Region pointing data
──────────────────────────────
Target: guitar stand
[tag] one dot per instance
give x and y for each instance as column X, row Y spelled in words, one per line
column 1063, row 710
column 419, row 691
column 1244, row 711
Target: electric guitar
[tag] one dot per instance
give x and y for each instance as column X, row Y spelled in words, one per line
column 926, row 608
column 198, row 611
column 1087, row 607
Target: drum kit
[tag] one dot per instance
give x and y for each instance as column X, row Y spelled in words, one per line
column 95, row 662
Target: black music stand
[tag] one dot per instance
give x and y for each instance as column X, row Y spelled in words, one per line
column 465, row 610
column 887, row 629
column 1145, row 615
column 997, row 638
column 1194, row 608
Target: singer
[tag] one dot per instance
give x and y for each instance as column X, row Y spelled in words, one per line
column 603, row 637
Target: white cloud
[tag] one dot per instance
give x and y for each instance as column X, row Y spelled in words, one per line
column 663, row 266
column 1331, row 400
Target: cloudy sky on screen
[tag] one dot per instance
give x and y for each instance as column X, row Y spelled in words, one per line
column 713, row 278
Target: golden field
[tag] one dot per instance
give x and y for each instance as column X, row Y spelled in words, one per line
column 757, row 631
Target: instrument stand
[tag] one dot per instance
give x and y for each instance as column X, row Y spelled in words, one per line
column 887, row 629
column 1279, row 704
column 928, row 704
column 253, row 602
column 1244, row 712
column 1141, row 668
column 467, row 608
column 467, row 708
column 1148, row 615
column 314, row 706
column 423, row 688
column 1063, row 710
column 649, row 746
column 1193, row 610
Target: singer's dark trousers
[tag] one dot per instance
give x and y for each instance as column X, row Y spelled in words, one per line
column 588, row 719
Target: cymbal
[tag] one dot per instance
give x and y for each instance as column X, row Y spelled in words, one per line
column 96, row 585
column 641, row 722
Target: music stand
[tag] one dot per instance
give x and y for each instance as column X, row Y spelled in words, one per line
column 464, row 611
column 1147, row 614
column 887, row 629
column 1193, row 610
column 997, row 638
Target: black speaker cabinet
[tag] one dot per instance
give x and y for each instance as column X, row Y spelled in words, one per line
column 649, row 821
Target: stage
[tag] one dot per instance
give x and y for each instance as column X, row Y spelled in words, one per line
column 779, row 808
──────────────────────────────
*WHAT YOU HAVE TO DO*: Scanning the data above, copy out every line where "singer" is found.

*PROBLEM SOLUTION*:
Target: singer
Target: singer's dark trousers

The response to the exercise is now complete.